▸ Your task
With all images left out, restate the records below exactly as written.
------------------------------------------------
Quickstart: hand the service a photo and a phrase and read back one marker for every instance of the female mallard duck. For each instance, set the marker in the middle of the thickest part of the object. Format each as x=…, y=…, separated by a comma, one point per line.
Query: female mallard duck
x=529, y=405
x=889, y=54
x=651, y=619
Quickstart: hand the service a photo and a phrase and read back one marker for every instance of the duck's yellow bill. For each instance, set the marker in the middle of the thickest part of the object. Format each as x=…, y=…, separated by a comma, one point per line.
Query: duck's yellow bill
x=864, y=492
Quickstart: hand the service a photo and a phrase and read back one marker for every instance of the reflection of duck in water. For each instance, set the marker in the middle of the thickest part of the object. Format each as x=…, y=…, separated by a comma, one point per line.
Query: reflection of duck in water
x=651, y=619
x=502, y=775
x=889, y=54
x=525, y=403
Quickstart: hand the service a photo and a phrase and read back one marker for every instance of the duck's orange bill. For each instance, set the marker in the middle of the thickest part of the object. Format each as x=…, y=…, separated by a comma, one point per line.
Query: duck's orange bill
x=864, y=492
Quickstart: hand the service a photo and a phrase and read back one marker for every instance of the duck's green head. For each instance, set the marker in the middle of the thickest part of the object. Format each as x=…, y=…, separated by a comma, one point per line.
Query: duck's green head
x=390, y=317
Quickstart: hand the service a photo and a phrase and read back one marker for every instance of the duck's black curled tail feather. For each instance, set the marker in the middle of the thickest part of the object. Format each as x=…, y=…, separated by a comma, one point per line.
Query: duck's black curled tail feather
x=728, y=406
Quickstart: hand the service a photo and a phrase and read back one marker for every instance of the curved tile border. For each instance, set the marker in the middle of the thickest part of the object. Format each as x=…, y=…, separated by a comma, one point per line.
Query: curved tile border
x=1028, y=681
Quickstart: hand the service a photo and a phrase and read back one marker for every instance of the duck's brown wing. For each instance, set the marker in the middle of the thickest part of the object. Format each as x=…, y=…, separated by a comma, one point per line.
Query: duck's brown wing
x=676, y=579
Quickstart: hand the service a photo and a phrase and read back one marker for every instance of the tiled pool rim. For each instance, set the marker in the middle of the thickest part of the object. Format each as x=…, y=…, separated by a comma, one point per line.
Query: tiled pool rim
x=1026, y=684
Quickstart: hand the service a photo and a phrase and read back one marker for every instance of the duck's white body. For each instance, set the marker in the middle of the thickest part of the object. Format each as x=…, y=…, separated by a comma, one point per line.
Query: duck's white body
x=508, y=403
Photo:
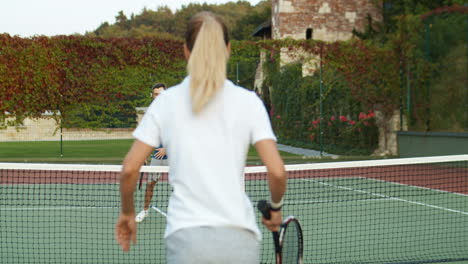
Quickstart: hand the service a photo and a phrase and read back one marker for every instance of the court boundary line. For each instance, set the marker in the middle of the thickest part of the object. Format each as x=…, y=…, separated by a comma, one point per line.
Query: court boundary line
x=390, y=197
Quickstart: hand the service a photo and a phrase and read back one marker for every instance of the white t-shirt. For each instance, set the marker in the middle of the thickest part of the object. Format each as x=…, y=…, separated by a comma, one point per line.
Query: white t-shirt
x=207, y=154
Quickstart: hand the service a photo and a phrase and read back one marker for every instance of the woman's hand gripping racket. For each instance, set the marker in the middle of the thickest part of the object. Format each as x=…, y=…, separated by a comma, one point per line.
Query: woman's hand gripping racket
x=288, y=241
x=142, y=174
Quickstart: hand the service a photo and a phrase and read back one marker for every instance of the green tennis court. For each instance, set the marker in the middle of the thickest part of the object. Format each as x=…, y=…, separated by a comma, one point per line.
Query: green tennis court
x=348, y=215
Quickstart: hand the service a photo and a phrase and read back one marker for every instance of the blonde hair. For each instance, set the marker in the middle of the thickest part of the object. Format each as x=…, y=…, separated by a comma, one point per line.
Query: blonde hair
x=206, y=39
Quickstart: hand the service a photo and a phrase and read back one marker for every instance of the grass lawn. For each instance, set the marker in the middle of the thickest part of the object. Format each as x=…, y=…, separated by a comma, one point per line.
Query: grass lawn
x=85, y=152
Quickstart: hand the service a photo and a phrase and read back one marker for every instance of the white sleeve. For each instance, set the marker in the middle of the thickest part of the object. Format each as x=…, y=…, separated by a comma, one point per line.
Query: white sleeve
x=261, y=126
x=148, y=130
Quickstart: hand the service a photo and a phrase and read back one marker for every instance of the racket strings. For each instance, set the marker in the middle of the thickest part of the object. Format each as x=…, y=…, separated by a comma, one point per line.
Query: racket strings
x=290, y=244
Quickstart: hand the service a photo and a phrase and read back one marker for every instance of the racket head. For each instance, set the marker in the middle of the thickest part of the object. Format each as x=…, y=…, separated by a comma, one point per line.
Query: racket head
x=291, y=241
------------------------------------------------
▸ Result of the exercise
Quickstart: hand the service a photo and a phrase and read back one marker for every instance of the female mallard duck. For each instance, set the marker in the middle of the thickest part of the object. Format each as x=…, y=…, separated by a comma, one point per line.
Query: female mallard duck
x=529, y=405
x=889, y=54
x=651, y=619
Quickstart: hand the service a photo and a phrase and read back one marker for every instance of the duck's yellow bill. For each instance, set the marker in the middle of the thickest part of the object. Format each as x=…, y=…, separated by a comma, one point per line.
Query: duck's yellow bill
x=864, y=492
Quickstart: hand the service a photo and a phrase and read back one marker for every instance of the reflection of duck in water. For each instance, set the marker in the middle of the thickest part of the object. Format each as x=…, y=…, separated by a comma, one point per line.
Query: reflection of duck in water
x=651, y=619
x=502, y=775
x=889, y=54
x=525, y=403
Quickstart: hand the service a photo and a phrase and read back one marker for every instance of the duck's orange bill. For each instance, set the marker in the middle of the thickest part of the object. Format each as x=…, y=…, separated by a comma, one point per line.
Query: duck's orange bill
x=864, y=492
Quickstart: hand the service a photo and a phrase and read back one marker for every instance of the duck's green head. For each instance, set the marker in the middle of the thickest part of the object. Format each as x=…, y=…, separated by a comma, one point per line.
Query: duck's green head
x=390, y=317
Quickstart: hand the service a photo and a phrase and read back one marker for every instance of the duck's black curled tail feather. For each instance, set the marker in the middle of the thickest part of the object. Format each as x=…, y=…, separated by a comma, one point per line.
Query: duck's black curled tail feather
x=728, y=406
Quickstart: hand the service a photo and a phrase and read back one marker for every instance of the curved tile border. For each instance, set the marker in the middle of the thickest part of the object. Format each as x=…, y=…, separated by a comma, one point per line.
Query: curved tile border
x=1028, y=681
Quickstart: hand the service a photo and a phrase and read back one marker for every instance of the duck's brown wing. For each instance, set the marker in the middle of the thickest part of the object. Format each as x=…, y=…, separated by a comma, one point per line.
Query: duck's brown wing
x=676, y=579
Quickstart: hand the service a photo and a phrase and read back one marker for every instance of the tiled pool rim. For each instance, set the marker in the middle of the thickest part of the object. Format each as x=…, y=…, separated by a comma, one point per line.
Query: tiled pool rim
x=1026, y=684
Quickstart: hand the service a photo and a phrase and read back one marker for every instance of the duck's white body. For each instance, set the marker in the middle of the thickest part of the object. Format each as x=…, y=…, separated by a comma, one point per line.
Query: duck's white body
x=508, y=403
Photo:
Quickstart: hand the service a photo and a phrase and read back one marker for every instance of the court boundary line. For each instance, set the marker in the middle of the thickest part of the object. Format each as x=…, y=…, separated by a comma, one point per line.
Query: court boundary line
x=390, y=197
Quickstart: hand the service a photo and a phrase and read back one marker for every instance of the white t-shirt. For each instance, set the marker in the middle of the thickest part of the object. Format each as x=…, y=…, separated by a comma, one point per line.
Query: white t-shirt
x=207, y=154
Quickstart: hand the service a photo and a phrase and read back one marker for every instance of the woman's hand gripping racket. For each instance, set the marker in the middle of the thickest part of the object. Format each as x=…, y=…, separated by a comma, one point per line.
Query: woman's hand gripping racket
x=288, y=241
x=142, y=174
Quickstart: hand the service a photo and a phrase and read back one marker for every instance of the green tennis court. For each instance, set the marker in the middle of the thickest part of the object. Format each as x=…, y=…, separated by a comma, one point per line.
Query: green tennis court
x=348, y=215
Quickstart: hand the service a photo and a phrase and read back one marker for every instance of the blonde hair. For each instance, set the marker in the middle of the thickest part of the object. Format each as x=…, y=…, separated by a comma, one point per line.
Query: blonde hair
x=206, y=39
Quickstart: hand the service a photo and a phrase and read back one marker for every instance of the grass lawn. For each instance, set the marker in the middle of the thickest part of the object. Format each as x=…, y=…, separated by a comma, one point per line.
Query: grass lawn
x=85, y=152
Quickstart: hand the service a photo and a phrase and read back one marker for every instance of the white sleeve. For each instance, set the marker in the middle of the thickest part of the object. Format each as x=…, y=…, separated by a comma, one point per line.
Query: white sleeve
x=261, y=126
x=148, y=130
Quickstart: hand the service a photo and a phrase and read back one marker for every instance of the racket strings. For each instance, set the marker in the middle of the thickest part of the object. Format each as x=…, y=…, separated by a comma, one point per line.
Query: racket strings
x=290, y=244
Quickstart: hand the service a photo and a phrase and read back one marker for every instance of the racket head. For each instance, set the marker in the middle of the thickest part of the object. Format each as x=…, y=…, separated by a comma, one point per line.
Query: racket head
x=291, y=241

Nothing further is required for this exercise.